Reading text
────────────────

Looking good, no remnants from those programs are left behind, just a couple of orphan files to take out and one more crack at removing the mystery key.

Download the attachment at the bottom of this post by clicking on it and save it in the same location as FRST.


Launch FRST by double clicking on it.
When the *FRST* window opens click on the *Fix* button just once and wait.
The tool will make a log in the same location the program is run from (Fixlog.txt) please *Copy & Paste* it into your next reply.

────────────────

(Excerpts from a detection dataset)
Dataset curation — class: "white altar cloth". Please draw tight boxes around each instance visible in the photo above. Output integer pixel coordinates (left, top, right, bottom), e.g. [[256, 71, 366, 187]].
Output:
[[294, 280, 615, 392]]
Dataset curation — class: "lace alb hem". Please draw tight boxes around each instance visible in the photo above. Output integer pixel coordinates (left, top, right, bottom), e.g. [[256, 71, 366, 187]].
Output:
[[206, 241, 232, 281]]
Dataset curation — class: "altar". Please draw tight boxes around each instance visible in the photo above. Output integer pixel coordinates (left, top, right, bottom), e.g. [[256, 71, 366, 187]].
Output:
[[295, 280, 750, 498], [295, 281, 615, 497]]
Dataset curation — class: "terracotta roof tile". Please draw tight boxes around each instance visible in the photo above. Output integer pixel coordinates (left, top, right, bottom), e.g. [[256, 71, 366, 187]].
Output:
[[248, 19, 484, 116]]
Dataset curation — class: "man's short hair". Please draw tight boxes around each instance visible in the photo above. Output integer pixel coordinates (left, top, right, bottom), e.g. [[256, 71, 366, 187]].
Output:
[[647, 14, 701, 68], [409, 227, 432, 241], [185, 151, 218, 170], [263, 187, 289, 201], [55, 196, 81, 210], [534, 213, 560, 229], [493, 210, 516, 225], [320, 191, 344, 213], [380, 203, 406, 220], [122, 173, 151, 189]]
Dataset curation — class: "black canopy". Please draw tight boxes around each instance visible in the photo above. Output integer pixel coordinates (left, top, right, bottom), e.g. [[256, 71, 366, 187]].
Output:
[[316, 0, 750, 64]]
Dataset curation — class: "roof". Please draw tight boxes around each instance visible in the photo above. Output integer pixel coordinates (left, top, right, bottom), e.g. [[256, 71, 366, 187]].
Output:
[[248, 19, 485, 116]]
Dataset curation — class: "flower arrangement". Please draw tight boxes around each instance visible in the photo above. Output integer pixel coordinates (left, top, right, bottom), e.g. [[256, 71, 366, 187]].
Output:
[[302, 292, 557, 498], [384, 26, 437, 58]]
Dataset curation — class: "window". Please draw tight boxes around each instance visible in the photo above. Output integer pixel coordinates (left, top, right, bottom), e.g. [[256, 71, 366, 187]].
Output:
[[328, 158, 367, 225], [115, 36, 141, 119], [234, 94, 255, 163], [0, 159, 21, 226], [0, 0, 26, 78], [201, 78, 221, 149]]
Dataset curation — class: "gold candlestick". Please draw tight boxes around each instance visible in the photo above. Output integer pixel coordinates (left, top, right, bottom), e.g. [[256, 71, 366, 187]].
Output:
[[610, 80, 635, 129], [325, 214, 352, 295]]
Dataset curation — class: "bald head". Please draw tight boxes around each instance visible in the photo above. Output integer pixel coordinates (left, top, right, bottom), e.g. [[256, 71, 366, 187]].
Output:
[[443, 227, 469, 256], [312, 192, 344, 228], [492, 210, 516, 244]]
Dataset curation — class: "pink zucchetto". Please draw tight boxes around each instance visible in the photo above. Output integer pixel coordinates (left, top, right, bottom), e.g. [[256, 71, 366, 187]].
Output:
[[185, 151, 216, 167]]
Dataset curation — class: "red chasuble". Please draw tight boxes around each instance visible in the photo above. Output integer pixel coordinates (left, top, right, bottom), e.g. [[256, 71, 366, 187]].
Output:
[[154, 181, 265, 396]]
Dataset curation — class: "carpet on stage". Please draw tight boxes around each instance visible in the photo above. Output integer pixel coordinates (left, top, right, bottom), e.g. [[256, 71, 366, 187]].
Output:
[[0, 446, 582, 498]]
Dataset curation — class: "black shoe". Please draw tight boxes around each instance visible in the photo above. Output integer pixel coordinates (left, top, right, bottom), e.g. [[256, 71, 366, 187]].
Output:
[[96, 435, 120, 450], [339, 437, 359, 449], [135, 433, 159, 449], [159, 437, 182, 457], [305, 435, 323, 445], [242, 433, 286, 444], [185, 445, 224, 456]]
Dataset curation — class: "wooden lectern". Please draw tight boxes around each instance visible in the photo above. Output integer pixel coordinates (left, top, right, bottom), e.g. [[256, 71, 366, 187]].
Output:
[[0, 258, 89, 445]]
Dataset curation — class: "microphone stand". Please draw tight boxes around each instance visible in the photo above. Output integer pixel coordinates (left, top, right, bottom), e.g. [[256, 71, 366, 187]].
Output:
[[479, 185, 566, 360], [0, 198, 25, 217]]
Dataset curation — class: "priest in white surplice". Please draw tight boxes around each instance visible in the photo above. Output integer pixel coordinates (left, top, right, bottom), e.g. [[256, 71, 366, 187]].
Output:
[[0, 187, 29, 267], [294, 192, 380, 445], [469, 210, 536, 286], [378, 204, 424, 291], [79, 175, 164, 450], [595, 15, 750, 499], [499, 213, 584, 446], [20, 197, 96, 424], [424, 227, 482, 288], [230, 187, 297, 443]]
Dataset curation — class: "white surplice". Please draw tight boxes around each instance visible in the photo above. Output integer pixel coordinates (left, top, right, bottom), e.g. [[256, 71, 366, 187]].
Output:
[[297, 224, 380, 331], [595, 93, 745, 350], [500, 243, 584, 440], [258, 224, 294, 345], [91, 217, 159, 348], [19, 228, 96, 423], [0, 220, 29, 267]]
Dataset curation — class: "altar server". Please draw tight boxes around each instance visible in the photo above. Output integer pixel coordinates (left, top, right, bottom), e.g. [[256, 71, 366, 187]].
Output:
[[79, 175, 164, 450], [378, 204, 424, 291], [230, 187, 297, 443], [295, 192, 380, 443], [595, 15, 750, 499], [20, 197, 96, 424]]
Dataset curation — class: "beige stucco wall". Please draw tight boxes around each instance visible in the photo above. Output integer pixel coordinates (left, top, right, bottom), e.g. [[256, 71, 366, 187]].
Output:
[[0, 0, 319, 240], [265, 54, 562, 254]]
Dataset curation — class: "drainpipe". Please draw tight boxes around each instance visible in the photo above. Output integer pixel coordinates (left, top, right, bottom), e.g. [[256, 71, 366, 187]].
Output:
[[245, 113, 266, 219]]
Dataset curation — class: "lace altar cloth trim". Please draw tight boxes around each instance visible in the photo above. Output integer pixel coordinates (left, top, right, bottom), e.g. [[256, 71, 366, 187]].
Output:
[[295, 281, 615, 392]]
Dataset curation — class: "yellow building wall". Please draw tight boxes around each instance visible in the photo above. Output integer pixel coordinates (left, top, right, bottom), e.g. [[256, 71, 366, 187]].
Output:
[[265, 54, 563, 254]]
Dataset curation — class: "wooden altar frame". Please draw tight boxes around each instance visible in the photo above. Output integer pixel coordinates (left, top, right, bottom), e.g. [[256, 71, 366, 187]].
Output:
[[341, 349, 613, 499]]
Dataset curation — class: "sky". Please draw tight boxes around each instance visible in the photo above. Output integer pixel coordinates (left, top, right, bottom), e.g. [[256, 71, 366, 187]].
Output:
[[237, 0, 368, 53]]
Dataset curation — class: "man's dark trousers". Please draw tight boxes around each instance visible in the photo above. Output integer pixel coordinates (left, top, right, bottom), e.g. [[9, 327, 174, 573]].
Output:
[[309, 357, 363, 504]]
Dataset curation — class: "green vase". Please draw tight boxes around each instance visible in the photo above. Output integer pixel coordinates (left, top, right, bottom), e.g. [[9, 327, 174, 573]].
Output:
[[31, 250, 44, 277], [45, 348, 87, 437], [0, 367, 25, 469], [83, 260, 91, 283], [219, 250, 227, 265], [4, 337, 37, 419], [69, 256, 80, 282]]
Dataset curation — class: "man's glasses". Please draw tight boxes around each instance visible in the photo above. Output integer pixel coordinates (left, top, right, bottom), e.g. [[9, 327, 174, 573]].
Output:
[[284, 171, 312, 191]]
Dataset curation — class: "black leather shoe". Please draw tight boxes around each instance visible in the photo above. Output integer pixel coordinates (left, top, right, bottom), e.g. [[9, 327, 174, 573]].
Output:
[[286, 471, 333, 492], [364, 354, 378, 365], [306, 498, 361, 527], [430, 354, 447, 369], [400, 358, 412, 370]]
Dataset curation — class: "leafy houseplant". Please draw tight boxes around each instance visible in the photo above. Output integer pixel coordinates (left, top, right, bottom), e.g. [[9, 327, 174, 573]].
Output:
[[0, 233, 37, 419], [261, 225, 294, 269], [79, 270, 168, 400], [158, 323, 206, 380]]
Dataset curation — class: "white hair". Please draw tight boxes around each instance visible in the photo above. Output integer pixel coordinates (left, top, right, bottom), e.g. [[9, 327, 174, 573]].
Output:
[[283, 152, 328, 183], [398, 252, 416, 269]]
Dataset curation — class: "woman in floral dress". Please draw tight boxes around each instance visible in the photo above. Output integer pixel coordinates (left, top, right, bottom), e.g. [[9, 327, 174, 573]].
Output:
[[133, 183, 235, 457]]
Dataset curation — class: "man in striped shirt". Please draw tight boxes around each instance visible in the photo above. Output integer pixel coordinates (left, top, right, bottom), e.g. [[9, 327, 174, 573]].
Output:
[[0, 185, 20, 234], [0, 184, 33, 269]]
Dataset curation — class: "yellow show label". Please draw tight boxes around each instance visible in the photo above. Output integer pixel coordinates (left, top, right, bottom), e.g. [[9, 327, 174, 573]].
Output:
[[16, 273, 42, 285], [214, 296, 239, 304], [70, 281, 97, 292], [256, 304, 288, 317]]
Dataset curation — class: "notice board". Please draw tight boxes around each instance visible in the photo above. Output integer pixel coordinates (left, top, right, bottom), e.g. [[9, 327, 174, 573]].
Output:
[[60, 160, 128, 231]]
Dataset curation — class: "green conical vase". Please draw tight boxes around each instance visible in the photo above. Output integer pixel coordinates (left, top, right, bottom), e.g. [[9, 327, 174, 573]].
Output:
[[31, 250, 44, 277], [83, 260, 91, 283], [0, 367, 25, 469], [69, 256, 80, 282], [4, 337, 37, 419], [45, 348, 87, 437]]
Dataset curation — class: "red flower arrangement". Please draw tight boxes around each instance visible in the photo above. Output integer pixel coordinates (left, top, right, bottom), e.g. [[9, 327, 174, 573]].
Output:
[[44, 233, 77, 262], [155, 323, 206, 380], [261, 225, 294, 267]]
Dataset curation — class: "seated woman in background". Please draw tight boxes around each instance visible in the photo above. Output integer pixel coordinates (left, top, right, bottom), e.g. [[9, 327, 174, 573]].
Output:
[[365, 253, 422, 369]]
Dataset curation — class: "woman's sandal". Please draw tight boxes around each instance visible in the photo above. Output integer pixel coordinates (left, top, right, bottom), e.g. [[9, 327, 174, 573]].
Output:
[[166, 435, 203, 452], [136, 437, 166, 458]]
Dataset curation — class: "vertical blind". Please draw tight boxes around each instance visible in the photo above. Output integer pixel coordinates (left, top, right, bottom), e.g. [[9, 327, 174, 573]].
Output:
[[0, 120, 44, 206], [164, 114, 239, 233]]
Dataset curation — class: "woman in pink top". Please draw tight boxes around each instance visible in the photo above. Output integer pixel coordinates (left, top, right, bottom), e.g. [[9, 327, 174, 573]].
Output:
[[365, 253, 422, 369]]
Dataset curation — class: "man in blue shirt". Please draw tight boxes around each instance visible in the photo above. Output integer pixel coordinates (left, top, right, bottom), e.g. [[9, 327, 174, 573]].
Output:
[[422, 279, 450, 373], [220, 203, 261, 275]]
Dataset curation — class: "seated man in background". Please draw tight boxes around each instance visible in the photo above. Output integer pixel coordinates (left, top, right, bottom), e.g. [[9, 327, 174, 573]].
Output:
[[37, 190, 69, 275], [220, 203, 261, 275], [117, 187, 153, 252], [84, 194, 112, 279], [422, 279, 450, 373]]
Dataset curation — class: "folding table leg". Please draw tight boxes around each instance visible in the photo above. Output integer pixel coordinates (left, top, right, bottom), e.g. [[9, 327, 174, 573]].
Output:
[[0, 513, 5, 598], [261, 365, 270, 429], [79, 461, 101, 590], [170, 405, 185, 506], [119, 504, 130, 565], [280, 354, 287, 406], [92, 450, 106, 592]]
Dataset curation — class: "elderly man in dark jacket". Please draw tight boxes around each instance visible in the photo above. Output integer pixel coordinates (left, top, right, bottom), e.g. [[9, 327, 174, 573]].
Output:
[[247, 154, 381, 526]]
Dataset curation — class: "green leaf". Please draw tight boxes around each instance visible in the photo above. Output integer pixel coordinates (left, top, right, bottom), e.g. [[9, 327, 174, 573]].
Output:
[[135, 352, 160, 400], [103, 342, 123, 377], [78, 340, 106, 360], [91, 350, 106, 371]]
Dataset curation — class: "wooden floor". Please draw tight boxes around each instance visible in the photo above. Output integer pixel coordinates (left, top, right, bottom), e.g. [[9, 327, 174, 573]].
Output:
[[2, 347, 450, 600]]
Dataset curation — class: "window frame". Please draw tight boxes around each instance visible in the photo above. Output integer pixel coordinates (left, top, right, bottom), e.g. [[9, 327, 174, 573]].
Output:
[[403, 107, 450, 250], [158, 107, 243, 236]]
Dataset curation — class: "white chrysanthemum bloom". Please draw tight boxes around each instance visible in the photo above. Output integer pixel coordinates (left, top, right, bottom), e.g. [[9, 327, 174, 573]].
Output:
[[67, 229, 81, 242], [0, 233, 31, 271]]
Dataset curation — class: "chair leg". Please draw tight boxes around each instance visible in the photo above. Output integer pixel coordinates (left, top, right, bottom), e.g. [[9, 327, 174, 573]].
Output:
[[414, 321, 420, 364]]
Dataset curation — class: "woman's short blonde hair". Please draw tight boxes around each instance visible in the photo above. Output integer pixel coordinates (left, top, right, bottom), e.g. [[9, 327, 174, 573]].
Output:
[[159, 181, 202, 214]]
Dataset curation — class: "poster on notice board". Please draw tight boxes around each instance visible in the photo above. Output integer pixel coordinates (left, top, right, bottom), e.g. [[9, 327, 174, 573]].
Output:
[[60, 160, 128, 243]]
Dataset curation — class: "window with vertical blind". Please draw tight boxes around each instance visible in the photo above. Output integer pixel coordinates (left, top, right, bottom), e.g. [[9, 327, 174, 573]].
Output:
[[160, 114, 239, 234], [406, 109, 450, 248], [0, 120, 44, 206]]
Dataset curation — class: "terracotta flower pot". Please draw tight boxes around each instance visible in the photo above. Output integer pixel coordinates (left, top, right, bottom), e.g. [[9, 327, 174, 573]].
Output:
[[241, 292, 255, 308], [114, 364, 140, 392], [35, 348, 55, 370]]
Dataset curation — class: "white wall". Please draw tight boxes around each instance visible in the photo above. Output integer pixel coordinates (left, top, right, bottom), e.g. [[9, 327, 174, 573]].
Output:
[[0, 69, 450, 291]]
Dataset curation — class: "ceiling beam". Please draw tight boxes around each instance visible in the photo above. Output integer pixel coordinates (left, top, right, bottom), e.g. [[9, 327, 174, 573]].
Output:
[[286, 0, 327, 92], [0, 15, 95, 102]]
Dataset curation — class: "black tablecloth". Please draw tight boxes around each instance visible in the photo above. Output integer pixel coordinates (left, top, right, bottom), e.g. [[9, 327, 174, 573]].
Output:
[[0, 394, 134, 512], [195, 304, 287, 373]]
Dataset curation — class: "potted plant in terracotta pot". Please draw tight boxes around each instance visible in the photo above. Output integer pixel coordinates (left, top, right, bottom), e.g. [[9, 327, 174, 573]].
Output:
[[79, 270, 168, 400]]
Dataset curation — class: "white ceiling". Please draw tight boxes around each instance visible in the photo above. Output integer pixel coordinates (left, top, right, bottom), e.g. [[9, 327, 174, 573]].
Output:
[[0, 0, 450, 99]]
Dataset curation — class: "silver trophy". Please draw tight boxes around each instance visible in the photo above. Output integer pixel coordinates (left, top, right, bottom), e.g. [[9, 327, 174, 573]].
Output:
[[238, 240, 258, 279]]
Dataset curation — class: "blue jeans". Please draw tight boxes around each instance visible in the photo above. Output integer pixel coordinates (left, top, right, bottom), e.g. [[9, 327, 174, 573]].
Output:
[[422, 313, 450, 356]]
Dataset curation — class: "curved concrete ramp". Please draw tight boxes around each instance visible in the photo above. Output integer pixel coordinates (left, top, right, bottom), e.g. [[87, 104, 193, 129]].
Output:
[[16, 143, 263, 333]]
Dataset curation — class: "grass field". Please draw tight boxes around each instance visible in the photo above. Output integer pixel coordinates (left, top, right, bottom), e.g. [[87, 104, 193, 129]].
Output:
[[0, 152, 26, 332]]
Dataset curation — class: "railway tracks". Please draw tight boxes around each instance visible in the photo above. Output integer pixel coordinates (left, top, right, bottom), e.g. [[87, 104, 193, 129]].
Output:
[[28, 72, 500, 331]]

────────────────

Goals
A. According to the FRST instructions, what is the name of the log file the tool creates?
B. Rewrite the FRST instructions starting at "Download the attachment" and ending at "your next reply.", swapping "location" for "folder".

Answers by task
A. Fixlog.txt

B.
Download the attachment at the bottom of this post by clicking on it and save it in the same folder as FRST.


Launch FRST by double clicking on it.
When the *FRST* window opens click on the *Fix* button just once and wait.
The tool will make a log in the same folder the program is run from (Fixlog.txt) please *Copy & Paste* it into your next reply.